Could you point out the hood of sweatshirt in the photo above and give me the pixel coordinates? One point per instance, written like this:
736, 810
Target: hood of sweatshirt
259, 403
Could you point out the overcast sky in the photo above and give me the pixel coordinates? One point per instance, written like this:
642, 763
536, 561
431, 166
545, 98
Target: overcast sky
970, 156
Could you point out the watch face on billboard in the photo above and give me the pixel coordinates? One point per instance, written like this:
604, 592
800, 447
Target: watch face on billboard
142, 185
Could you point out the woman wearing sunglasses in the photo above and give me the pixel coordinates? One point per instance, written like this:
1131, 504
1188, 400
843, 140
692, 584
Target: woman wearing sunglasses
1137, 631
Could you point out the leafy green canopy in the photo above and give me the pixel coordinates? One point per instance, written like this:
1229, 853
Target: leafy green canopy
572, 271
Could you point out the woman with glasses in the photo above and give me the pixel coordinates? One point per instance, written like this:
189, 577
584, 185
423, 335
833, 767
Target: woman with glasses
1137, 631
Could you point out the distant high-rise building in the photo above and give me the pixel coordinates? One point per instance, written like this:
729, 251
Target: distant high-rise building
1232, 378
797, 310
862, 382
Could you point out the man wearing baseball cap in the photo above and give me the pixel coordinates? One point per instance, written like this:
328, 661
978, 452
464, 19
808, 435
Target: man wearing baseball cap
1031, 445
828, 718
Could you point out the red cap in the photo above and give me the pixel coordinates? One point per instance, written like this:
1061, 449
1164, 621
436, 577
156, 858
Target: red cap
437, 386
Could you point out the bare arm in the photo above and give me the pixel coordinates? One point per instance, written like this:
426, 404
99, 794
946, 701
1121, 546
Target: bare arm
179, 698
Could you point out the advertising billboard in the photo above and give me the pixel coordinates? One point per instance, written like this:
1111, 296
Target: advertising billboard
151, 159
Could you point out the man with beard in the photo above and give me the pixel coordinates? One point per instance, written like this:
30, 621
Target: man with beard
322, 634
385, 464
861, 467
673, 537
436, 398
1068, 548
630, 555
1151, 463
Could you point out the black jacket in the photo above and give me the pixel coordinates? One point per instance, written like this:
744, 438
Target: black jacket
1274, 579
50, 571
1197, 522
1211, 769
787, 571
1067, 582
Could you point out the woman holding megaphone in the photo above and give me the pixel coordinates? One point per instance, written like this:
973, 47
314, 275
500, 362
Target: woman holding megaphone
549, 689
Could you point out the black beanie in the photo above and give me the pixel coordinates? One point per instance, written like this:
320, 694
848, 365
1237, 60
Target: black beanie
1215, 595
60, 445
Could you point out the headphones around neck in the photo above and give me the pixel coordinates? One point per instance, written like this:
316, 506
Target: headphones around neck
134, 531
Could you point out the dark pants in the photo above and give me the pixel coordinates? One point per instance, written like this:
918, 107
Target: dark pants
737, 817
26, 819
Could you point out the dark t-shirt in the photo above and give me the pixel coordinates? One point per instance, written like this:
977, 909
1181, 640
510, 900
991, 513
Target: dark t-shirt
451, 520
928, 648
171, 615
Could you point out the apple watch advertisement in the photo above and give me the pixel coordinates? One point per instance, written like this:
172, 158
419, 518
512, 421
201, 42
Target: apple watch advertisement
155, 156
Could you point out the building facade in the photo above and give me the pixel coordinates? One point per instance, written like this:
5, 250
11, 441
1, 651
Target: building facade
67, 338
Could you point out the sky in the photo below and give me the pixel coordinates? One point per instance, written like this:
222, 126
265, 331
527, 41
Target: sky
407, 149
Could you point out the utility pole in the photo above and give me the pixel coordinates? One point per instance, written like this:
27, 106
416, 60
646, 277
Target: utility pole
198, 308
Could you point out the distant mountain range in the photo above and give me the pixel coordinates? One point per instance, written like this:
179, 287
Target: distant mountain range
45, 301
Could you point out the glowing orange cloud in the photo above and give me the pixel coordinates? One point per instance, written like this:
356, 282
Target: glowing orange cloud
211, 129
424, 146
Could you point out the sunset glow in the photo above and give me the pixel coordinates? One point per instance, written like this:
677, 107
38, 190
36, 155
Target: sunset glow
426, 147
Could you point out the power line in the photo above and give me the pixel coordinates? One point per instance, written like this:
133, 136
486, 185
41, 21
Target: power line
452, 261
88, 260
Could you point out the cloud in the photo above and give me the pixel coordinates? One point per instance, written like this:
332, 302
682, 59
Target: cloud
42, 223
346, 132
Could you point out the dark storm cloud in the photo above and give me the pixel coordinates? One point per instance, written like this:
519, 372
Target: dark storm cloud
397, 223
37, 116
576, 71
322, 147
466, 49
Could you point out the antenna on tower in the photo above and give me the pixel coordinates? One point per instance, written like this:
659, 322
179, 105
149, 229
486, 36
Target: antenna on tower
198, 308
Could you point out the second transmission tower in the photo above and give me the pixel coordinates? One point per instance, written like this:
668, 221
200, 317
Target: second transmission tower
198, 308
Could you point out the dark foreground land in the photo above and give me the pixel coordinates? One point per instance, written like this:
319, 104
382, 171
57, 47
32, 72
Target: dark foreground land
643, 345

::::::

■ What is expected ■
From the preceding material, extract every line exactly.

■ Reply ■
Could you point out the hood of sweatshirt in the photo above and give me the pixel coordinates? One point per instance, written like this:
736, 810
Target: hood of sweatshirt
259, 403
Could you point out the overcast sky in the photo above and give me the pixel coordinates? One point per instance, written like this:
642, 763
536, 561
431, 166
545, 98
Target: overcast sky
970, 156
Could you point out the watch face on billboard in the photo above and give me the pixel coordinates? One point per instance, written like this:
604, 592
800, 447
Target: watch face on billboard
142, 185
Could you point out the woman wearing sunglasses in the photo above and give me the pixel coordinates? One point per instance, written like this:
1131, 504
1188, 400
843, 140
692, 584
Target: woman wearing sunglasses
1137, 631
Could you point out the leafy green canopy in the photo above and give me the pixel coordinates? One point per instance, written like this:
1229, 853
Target: leafy green canopy
572, 271
Could you point out the woman with glasses in the photo above and give me the pixel coordinates? One point per instance, written like this:
189, 577
584, 185
423, 335
833, 767
Target: woman with glasses
1137, 631
Could you point out the distant high-rise building in the photo above and give me the pixel coordinates? One point per instance, written like this:
729, 251
Target: distant high-rise building
1232, 378
797, 310
862, 382
Could you point out the man wearing baseball cap in the photo above and give me the pixel coordinates? One point per instance, written like this:
328, 661
978, 452
464, 19
808, 435
Target: man wearing baseball cap
1031, 445
828, 718
Could you point out the red cap in the photo above and give me the pixel coordinates? One point per instance, written like this:
1061, 449
1164, 621
436, 577
156, 858
Target: red cap
437, 386
Could you point out the bare arm in the photo above and give me the pixel coordinates? One point per instance, written like this:
426, 404
99, 794
946, 701
1121, 546
Target: bare arm
179, 698
Could you point out the advertising billboard in the photo above and give me the pixel coordinates? One point per instance, written like this:
1111, 296
Target: advertising billboard
151, 159
Could you point out the man with beard in the photo above and give me the pixel coordinates? One point per instance, written like this:
30, 621
Target: man with beard
322, 634
385, 464
861, 467
673, 537
436, 398
1068, 548
630, 555
1151, 463
Could you point out the black jacket in the photo above and give me the pixel coordinates? One point per instance, written like this:
744, 438
Target: black jacket
1274, 579
50, 571
1197, 522
1211, 769
787, 571
1067, 582
Could you point out the woman holding megaphone in the photo above and give me the pixel coordinates? One point per instance, written like this:
973, 47
314, 275
500, 362
Target: woman holding megaphone
549, 689
Could you point out the black beanie in the photo above and give me the pixel coordinates? One point per instance, written like this:
320, 694
848, 365
1237, 60
Target: black beanie
1215, 595
60, 445
Could you point out the headphones around neck in the photo above and give me the pixel coordinates? One point per instance, written like this:
316, 506
Target: headphones around neck
134, 531
Could you point out the dark pants in the photo above and give me the pixel coordinates? One point per instance, written like this:
918, 107
Target: dark pants
737, 817
26, 819
Could you point out the dark t-shirt in the photo above and give me the pixel coordinates? One point per instance, written like this:
977, 909
1181, 640
510, 900
991, 513
Target: dark t-shirt
451, 520
928, 648
171, 615
Could you point out the apple watch advertisement in the photo above and give me the pixel coordinates? One point per instance, written like this:
172, 158
419, 518
512, 421
201, 42
Target: apple watch advertisement
155, 156
Could you point out the building facade in the photo above and give me the pixel coordinates? One point per instance, written like this:
5, 250
11, 441
1, 651
Target: building facade
67, 338
Could you point out the sky in the photo below and give me the pixel coordinates? One point per instance, written like this:
222, 126
265, 331
527, 41
Target: sky
407, 149
Could you point out the utility pole in the photo above and give me the pixel coordinates? One point per instance, written like this:
27, 106
416, 60
646, 277
Target: utility pole
198, 308
Could you point out the distant mountain range in the photo above and give me the pixel coordinates? One point per instance, written like this:
179, 287
Target: distant mountain range
45, 301
Could you point out the glowing orange cloud in the photo above and give me the pixel coordinates? One point per instance, written like this:
356, 282
Target: glowing orange cloud
211, 129
424, 146
Could you point out the sunset glow in the photo above and give me the pixel coordinates? One point per instance, written like this:
677, 107
38, 190
36, 155
Target: sunset glow
426, 147
Could you point out the power line in the photo above and give me the pixel coordinates? One point per instance, written like this:
133, 136
486, 185
41, 21
Target: power line
452, 261
88, 260
Could you point out the cloud in the photo above and give me the pixel coordinates? One point per instance, written like this:
332, 302
682, 59
Target: cloud
42, 223
346, 132
Could you point out the dark storm cloud in the photo above and give me the pixel coordinates? One point per instance, written like this:
519, 372
Target: dark storm cloud
397, 223
37, 116
576, 71
322, 147
466, 49
Could you point out the antenna on tower in the photo above and give me the pixel coordinates? One point per instance, written like this:
659, 322
179, 105
149, 229
486, 36
Target: antenna on tower
198, 308
Could you point out the second transmission tower in the photo above and give me the pixel coordinates? One point per instance, written like this:
668, 221
200, 317
Target: second transmission tower
198, 308
Could you point out the dark foreground land in the photo above and give me the pixel coordinates? One point per instance, written like this:
319, 104
382, 171
57, 47
32, 72
Target: dark foreground land
643, 345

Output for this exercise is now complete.